Set exercise: Rewrite the stretch of records from the line containing "Practice. For this step, pick out the banner" through the line containing "point(157, 311)", both ends included, and give nothing else. Copy the requests unchanged, and multiply each x and y coordinate in the answers by 1.75, rounding to whole numbers with halves rounded up.

Data extract:
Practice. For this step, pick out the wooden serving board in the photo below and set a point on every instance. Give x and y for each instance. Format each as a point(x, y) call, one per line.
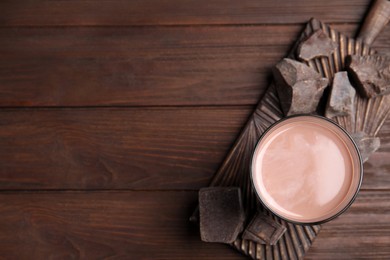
point(235, 170)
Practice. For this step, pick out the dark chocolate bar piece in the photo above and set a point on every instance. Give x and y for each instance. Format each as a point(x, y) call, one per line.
point(318, 44)
point(299, 87)
point(264, 230)
point(221, 214)
point(342, 96)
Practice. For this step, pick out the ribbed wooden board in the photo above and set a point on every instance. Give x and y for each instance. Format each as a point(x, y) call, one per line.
point(369, 117)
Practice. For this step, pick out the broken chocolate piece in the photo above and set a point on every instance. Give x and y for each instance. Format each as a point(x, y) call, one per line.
point(371, 73)
point(316, 45)
point(299, 87)
point(264, 230)
point(342, 96)
point(221, 214)
point(367, 145)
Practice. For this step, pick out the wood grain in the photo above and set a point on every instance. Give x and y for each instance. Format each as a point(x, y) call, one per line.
point(97, 225)
point(130, 148)
point(154, 225)
point(141, 148)
point(138, 66)
point(142, 66)
point(176, 12)
point(360, 233)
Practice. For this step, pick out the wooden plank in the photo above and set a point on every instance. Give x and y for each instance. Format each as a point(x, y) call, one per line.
point(130, 148)
point(131, 225)
point(142, 66)
point(154, 225)
point(141, 148)
point(361, 233)
point(139, 66)
point(174, 12)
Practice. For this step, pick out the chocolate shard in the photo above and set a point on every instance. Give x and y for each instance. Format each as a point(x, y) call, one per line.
point(367, 145)
point(299, 87)
point(342, 96)
point(371, 73)
point(318, 44)
point(264, 230)
point(221, 214)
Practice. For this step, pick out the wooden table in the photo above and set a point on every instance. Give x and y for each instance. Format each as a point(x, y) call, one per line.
point(114, 113)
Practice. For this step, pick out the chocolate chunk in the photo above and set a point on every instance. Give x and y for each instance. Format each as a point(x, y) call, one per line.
point(316, 45)
point(264, 230)
point(370, 73)
point(367, 144)
point(299, 87)
point(342, 96)
point(221, 214)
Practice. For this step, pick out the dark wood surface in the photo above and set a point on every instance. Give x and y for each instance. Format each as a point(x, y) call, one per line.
point(114, 113)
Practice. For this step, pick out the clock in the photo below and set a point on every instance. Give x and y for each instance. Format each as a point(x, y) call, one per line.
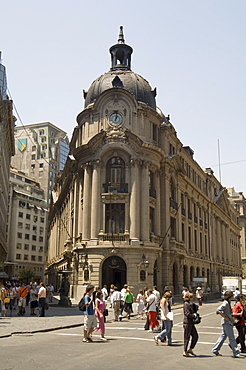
point(116, 119)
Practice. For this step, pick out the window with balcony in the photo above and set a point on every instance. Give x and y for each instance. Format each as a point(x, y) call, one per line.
point(115, 173)
point(115, 218)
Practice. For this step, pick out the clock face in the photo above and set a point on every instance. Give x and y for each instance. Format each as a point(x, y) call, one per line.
point(116, 119)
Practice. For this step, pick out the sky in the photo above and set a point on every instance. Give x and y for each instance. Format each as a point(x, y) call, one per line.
point(193, 51)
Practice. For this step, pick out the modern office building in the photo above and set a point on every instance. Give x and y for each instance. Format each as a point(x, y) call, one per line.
point(27, 222)
point(132, 205)
point(41, 151)
point(7, 149)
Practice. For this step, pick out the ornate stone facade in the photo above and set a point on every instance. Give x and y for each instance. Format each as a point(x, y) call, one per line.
point(132, 205)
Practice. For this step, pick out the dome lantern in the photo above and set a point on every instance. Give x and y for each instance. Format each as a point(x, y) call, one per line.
point(121, 53)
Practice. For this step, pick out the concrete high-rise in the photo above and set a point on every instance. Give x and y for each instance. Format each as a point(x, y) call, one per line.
point(7, 149)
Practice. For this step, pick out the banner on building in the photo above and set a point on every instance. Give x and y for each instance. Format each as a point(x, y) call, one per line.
point(22, 143)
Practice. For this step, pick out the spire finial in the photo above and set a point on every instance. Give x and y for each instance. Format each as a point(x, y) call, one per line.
point(121, 36)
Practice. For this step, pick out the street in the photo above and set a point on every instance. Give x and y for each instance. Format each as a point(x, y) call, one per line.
point(128, 347)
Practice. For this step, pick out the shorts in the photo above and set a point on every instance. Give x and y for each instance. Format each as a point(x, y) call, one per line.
point(90, 322)
point(22, 302)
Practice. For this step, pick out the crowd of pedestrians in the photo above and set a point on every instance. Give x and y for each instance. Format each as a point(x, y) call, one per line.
point(16, 297)
point(157, 311)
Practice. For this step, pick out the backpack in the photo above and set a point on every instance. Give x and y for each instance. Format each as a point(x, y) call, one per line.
point(81, 305)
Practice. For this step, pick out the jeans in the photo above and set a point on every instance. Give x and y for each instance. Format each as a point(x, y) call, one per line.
point(41, 304)
point(227, 331)
point(241, 336)
point(167, 332)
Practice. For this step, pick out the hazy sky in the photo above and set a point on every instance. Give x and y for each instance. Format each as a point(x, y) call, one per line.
point(193, 51)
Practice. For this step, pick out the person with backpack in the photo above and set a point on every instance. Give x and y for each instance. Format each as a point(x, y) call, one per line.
point(224, 310)
point(90, 321)
point(239, 315)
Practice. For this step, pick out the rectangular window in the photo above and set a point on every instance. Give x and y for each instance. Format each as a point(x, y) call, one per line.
point(115, 218)
point(183, 232)
point(173, 227)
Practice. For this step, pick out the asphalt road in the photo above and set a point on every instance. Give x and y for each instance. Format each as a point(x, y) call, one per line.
point(128, 347)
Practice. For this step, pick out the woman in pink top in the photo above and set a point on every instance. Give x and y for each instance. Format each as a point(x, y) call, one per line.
point(99, 310)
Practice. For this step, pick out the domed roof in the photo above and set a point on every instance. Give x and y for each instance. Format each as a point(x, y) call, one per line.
point(121, 76)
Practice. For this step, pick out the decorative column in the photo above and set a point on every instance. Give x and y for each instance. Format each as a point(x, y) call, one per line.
point(75, 209)
point(86, 202)
point(144, 227)
point(135, 201)
point(80, 213)
point(95, 201)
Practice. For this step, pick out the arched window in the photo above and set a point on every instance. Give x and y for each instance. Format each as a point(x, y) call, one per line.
point(116, 172)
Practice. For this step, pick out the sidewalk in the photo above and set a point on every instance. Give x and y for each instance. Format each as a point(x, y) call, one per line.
point(56, 318)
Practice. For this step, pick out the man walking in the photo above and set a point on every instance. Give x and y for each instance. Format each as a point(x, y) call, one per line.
point(116, 301)
point(90, 321)
point(227, 327)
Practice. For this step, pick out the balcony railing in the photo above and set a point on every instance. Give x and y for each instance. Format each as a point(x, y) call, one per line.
point(114, 237)
point(116, 188)
point(173, 204)
point(152, 193)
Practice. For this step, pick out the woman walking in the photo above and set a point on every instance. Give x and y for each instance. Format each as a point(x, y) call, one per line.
point(99, 310)
point(128, 303)
point(189, 327)
point(238, 313)
point(140, 304)
point(166, 317)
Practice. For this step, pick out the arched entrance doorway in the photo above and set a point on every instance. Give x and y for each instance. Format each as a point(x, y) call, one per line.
point(114, 272)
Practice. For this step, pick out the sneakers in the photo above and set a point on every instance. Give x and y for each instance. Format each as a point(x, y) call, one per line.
point(239, 356)
point(216, 353)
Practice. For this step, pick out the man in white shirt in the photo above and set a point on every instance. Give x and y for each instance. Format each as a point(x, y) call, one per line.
point(116, 300)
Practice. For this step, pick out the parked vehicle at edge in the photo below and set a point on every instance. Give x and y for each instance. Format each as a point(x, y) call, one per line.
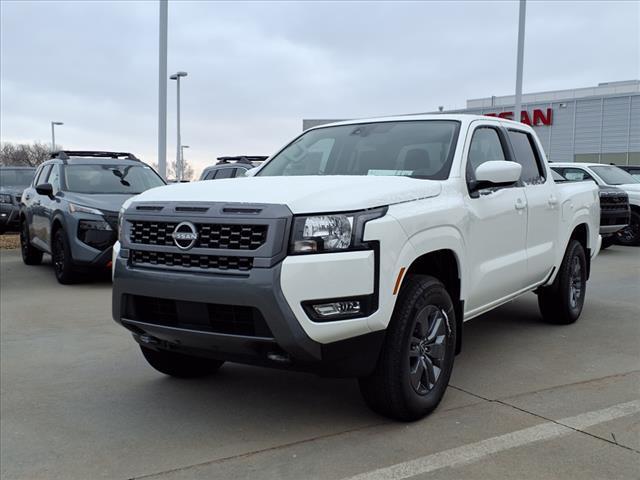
point(614, 210)
point(231, 167)
point(70, 210)
point(633, 170)
point(13, 180)
point(614, 176)
point(357, 250)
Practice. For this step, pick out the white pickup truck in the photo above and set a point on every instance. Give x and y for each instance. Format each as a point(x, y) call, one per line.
point(359, 249)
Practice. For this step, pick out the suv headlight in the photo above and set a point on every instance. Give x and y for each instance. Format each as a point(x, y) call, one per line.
point(75, 208)
point(331, 232)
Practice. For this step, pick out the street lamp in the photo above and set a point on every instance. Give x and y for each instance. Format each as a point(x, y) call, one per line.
point(176, 76)
point(53, 135)
point(182, 147)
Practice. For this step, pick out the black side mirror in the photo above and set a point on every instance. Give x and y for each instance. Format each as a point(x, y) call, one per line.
point(45, 189)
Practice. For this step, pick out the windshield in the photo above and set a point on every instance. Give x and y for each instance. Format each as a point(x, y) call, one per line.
point(420, 149)
point(125, 179)
point(613, 175)
point(15, 177)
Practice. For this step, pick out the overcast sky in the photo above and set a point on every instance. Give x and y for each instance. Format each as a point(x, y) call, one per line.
point(257, 69)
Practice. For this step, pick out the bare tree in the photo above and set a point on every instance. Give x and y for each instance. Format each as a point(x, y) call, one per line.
point(188, 171)
point(24, 154)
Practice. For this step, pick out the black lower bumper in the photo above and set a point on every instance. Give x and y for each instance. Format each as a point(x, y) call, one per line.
point(285, 345)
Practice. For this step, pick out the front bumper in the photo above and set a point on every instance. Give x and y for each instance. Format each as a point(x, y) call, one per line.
point(286, 345)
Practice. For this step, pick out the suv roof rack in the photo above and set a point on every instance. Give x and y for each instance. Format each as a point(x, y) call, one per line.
point(242, 159)
point(66, 154)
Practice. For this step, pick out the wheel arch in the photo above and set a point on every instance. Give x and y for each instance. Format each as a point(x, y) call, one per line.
point(443, 264)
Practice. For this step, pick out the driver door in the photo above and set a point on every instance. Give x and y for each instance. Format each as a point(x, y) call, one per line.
point(497, 226)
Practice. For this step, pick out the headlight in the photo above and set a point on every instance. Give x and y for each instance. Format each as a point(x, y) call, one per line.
point(331, 232)
point(74, 208)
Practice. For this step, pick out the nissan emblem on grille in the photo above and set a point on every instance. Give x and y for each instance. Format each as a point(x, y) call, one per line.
point(185, 235)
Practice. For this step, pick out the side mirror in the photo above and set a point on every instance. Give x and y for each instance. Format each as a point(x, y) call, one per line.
point(497, 173)
point(45, 189)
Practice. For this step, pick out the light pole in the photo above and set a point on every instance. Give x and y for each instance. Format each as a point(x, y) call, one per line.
point(162, 89)
point(182, 147)
point(518, 106)
point(53, 135)
point(176, 76)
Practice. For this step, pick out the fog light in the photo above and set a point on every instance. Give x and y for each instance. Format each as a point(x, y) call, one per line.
point(332, 309)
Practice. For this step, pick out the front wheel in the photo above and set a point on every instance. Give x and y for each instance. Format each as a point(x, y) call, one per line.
point(180, 365)
point(630, 235)
point(30, 254)
point(62, 260)
point(415, 364)
point(562, 302)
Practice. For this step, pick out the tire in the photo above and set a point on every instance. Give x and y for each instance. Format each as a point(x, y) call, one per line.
point(30, 254)
point(417, 357)
point(561, 303)
point(180, 365)
point(630, 235)
point(61, 258)
point(607, 242)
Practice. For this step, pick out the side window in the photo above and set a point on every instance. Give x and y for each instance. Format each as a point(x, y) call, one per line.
point(224, 173)
point(485, 146)
point(54, 178)
point(527, 155)
point(576, 175)
point(43, 175)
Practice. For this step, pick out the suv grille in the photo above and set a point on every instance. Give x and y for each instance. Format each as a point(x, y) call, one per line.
point(186, 260)
point(209, 317)
point(210, 235)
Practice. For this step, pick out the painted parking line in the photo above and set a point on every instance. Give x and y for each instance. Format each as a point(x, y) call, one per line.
point(476, 451)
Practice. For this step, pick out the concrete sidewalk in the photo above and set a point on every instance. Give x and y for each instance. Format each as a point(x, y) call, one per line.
point(78, 400)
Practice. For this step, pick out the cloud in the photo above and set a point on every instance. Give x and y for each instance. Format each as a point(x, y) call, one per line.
point(256, 69)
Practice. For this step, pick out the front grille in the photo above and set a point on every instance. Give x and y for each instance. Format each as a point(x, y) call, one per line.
point(209, 317)
point(186, 260)
point(210, 235)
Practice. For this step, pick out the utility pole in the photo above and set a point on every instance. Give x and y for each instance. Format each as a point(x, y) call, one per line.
point(176, 76)
point(518, 106)
point(162, 89)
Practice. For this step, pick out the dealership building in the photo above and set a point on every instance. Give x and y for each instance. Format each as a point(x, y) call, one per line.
point(596, 124)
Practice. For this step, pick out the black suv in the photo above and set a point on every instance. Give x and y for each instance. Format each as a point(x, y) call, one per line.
point(231, 167)
point(71, 208)
point(13, 180)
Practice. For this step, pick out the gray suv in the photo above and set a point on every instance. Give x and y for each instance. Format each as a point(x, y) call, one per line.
point(13, 180)
point(231, 167)
point(70, 210)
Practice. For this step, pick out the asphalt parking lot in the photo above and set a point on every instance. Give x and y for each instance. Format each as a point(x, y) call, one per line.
point(527, 400)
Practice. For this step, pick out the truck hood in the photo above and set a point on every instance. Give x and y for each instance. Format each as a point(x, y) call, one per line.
point(106, 202)
point(302, 194)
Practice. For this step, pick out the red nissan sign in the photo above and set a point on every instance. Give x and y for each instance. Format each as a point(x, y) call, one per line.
point(539, 117)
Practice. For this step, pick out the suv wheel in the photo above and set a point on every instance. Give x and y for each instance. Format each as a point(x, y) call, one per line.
point(417, 357)
point(180, 365)
point(630, 235)
point(562, 302)
point(61, 258)
point(30, 254)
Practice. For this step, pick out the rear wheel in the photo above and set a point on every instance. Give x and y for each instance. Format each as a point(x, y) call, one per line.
point(30, 254)
point(630, 235)
point(62, 260)
point(417, 357)
point(562, 302)
point(180, 365)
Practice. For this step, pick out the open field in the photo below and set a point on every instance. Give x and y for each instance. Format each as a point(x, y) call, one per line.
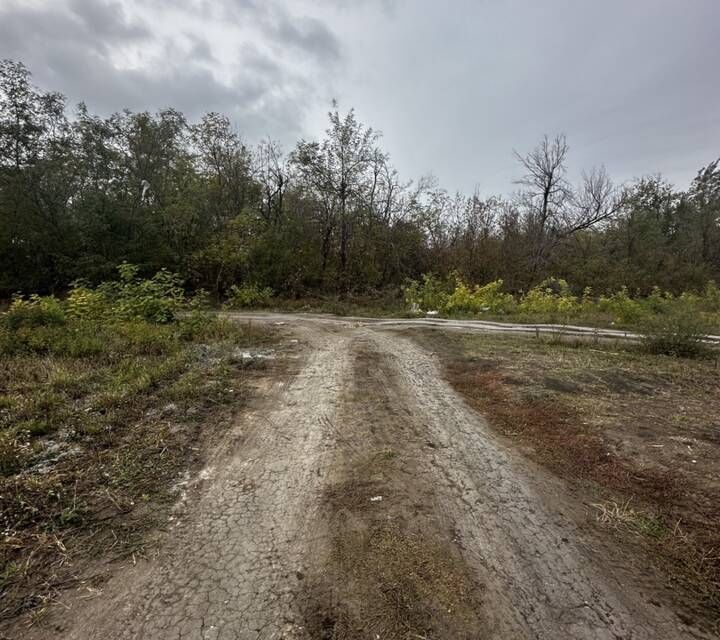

Response below:
Practice. For this step, pick out the banner on building in the photo above and set a point on every instance. Give x and y for each instance. Format each as a point(x, y) call, one per line.
point(39, 250)
Practice. For this step, pick out the spire finial in the photo above and set a point on every instance. Give x and y for each instance. Format each as a point(x, y) call, one per line.
point(212, 63)
Practice. For this step, pick out the street in the photo above and set a point on every instance. Give x and y for each instance. Format each as a point(x, y) call, one per line.
point(224, 607)
Practice. For this step, pick out the shorts in the photo above and set a point on every instance. Give x and y for each instance. Format each as a point(x, y) call, one per line.
point(158, 564)
point(39, 529)
Practice. For this step, pick out the crowd of pedestrians in the photo above and set a point on every instance. Give x and y for each instance. Format each as a point(x, y) call, one per line.
point(28, 520)
point(275, 544)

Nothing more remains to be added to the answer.